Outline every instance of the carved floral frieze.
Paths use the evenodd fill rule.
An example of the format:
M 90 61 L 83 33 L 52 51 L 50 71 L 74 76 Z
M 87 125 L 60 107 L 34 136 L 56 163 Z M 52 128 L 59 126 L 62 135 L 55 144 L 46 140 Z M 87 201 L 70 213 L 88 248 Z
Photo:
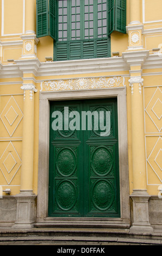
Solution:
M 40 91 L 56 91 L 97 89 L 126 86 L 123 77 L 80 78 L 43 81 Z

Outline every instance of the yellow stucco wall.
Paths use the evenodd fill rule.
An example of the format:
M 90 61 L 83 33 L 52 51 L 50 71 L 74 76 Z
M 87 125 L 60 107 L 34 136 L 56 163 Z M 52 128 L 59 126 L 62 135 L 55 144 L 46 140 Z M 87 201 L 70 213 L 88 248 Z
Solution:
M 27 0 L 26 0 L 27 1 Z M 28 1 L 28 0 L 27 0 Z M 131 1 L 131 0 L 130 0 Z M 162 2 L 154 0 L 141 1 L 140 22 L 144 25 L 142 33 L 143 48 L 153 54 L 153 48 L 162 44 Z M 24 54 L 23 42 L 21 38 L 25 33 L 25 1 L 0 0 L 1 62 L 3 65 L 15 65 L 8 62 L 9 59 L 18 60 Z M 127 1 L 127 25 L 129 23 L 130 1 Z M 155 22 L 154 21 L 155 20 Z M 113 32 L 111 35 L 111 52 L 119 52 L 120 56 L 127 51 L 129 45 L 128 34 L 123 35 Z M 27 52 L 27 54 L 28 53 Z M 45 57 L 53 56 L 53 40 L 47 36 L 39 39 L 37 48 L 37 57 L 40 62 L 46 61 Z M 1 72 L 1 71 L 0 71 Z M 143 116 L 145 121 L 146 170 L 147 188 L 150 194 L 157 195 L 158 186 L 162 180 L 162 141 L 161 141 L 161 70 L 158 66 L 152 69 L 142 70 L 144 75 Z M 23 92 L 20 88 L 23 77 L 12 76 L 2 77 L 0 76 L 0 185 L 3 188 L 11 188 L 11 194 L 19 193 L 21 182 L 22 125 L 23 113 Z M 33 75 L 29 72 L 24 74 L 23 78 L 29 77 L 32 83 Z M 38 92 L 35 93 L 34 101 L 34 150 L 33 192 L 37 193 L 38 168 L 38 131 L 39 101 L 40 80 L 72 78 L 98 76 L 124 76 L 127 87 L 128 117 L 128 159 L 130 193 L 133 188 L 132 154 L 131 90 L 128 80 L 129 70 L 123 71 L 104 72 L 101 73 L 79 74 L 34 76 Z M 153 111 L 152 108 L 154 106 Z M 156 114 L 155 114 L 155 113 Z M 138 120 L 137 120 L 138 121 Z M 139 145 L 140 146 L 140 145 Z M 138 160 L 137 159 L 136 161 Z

________________

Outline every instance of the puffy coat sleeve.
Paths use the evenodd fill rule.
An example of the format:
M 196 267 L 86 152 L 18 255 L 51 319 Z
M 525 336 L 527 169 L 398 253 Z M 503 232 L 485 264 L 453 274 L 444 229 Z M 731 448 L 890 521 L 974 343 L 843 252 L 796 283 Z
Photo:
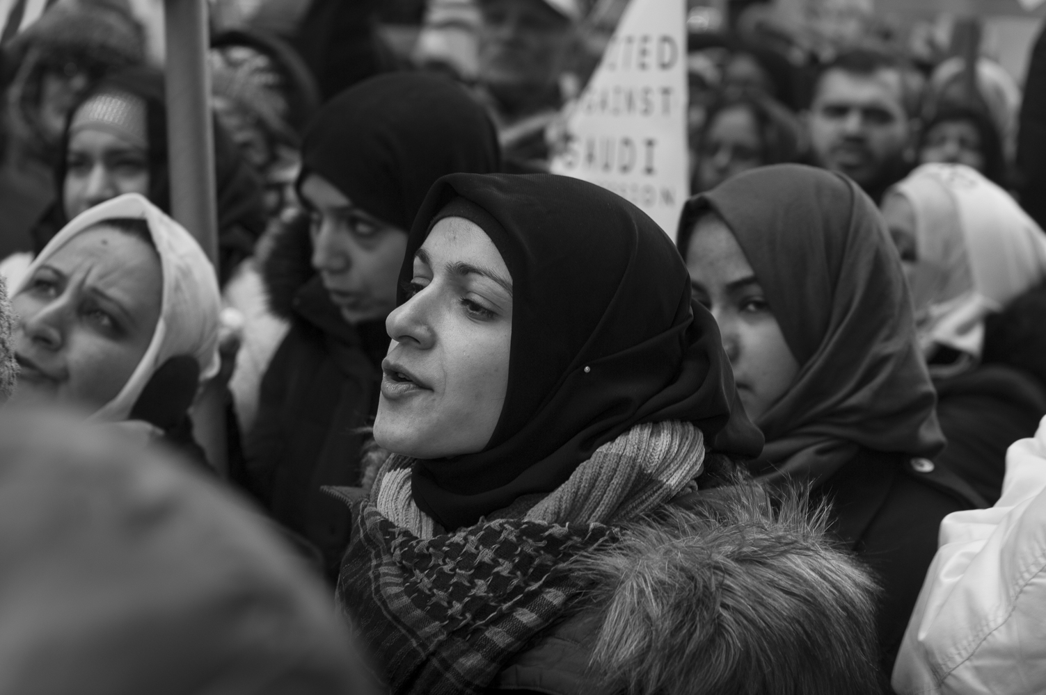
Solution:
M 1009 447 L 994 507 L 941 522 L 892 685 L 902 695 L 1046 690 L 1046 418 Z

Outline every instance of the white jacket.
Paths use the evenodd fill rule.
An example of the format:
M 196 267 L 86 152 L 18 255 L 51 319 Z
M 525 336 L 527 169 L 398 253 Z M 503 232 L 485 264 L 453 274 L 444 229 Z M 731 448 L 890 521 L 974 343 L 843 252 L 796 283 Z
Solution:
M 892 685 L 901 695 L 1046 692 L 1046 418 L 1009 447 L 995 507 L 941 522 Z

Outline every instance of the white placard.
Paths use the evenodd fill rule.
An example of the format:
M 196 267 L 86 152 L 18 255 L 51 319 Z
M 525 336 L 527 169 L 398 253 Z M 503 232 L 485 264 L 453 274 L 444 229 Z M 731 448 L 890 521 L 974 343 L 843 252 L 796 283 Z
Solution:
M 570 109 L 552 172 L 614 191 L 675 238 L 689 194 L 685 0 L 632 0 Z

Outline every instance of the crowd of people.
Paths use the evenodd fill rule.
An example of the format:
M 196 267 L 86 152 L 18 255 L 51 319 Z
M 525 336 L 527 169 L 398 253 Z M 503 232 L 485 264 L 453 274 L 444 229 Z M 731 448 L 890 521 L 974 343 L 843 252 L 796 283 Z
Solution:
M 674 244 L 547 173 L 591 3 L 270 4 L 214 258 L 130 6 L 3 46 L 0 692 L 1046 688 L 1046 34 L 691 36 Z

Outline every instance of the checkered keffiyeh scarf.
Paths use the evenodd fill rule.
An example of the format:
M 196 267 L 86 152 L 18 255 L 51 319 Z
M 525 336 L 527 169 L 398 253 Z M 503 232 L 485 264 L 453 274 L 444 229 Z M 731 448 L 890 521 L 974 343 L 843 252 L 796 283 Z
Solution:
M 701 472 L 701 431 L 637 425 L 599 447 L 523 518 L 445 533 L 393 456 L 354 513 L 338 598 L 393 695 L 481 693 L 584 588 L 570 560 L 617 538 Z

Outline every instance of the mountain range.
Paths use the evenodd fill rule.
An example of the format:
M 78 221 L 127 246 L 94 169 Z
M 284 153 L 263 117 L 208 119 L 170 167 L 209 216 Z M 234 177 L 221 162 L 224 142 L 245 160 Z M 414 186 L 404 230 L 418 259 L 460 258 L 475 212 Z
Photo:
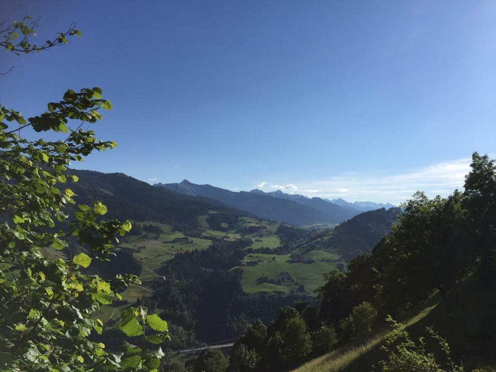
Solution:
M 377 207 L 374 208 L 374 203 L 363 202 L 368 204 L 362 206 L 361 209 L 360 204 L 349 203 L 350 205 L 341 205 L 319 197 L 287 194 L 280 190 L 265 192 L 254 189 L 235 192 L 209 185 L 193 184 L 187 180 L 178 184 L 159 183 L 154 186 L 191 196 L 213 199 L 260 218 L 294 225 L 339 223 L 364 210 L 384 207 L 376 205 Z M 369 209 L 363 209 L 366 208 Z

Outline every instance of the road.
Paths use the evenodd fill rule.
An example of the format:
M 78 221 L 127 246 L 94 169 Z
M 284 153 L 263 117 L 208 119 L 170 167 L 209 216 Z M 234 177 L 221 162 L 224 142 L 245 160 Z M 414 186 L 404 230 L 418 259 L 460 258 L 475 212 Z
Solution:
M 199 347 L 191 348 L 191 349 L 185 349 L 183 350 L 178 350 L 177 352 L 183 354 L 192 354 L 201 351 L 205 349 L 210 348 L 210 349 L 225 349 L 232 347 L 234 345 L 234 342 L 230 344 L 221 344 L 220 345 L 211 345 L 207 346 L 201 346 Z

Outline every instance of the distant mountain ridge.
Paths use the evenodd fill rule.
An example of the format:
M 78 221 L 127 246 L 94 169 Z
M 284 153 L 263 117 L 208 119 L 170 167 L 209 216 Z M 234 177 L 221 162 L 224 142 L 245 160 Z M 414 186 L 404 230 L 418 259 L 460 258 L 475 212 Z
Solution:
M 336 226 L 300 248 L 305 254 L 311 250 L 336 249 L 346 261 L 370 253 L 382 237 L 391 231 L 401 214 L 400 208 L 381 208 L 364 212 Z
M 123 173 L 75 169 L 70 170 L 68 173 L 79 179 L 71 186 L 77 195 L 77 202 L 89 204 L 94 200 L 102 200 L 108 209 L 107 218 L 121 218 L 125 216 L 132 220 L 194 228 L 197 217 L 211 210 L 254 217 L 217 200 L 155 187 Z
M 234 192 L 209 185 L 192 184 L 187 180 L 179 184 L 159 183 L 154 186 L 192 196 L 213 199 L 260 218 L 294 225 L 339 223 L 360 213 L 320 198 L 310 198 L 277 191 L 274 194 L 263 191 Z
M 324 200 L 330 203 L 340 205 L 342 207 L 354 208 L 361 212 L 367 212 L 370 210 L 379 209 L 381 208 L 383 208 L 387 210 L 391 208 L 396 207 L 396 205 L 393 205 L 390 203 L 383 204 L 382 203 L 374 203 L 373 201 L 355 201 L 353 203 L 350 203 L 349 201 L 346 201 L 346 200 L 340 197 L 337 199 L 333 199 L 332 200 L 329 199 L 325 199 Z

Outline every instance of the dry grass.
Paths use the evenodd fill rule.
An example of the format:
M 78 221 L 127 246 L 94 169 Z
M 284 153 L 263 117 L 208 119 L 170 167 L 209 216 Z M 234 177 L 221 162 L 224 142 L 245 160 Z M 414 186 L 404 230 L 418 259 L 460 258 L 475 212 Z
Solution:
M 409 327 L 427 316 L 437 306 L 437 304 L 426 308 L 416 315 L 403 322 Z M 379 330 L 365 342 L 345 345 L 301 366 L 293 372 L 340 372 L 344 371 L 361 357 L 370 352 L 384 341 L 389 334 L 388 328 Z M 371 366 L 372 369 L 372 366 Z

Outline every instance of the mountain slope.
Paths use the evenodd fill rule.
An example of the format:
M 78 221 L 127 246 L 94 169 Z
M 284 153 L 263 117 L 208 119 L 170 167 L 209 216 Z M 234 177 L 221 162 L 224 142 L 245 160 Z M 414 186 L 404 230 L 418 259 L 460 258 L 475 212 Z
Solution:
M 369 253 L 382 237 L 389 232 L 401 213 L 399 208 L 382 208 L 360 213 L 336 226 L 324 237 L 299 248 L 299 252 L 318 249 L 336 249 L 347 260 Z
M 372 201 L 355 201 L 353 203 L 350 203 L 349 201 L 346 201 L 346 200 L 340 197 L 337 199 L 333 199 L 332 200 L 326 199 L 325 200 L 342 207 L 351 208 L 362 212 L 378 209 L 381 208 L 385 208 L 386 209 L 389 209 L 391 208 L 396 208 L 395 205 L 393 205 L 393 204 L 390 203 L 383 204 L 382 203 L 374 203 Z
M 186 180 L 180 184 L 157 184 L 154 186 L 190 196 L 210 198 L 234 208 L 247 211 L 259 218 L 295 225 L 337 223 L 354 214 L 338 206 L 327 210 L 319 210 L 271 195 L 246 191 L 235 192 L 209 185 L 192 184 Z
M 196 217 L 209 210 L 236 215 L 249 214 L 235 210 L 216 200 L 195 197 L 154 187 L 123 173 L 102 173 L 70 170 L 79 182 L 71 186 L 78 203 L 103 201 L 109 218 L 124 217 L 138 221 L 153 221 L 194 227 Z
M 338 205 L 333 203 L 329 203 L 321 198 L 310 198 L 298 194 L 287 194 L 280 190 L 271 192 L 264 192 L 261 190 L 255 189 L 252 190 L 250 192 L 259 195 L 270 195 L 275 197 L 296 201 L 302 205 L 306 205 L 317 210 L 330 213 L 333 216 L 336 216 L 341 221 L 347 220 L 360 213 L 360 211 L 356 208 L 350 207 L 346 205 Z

________________

(WORK TO COMPLETE)
Format the listing as a numbered list with no blank lines, beginning at the line that contains "Outline every instance of the crowd" and ending after the line that contains "M 701 472 L".

(EXERCISE OUTPUT)
1. Outline every instance of the crowd of people.
2. Paths use the evenodd fill rule.
3. An example of the format:
4. M 196 267 L 86 152 L 18 255 L 51 319 Z
5. M 525 336 L 527 169 L 398 253 Z M 503 232 L 485 264 L 453 274 L 444 229 Z M 731 448 L 890 521 L 974 343 L 843 252 L 796 283 Z
6. Solution:
7. M 674 244 L 547 173 L 591 3 L 270 4 L 214 258 L 130 6 L 3 46 L 0 692 L 1046 688 L 1046 34 L 691 36 Z
8. Outline every instance of the checkered keffiyeh scarf.
9. Paths use the evenodd fill rule.
10. An example of the format:
11. M 196 267 L 86 152 L 18 255 L 51 319 Z
12. M 525 336 L 527 169 L 398 253 Z M 503 232 L 485 264 L 453 274 L 444 229 Z M 731 448 L 890 521 L 974 343 L 843 252 L 796 283 Z
13. Solution:
14. M 701 472 L 701 431 L 637 425 L 599 447 L 523 518 L 445 533 L 393 456 L 354 513 L 338 598 L 393 695 L 481 693 L 584 588 L 570 560 L 617 538 Z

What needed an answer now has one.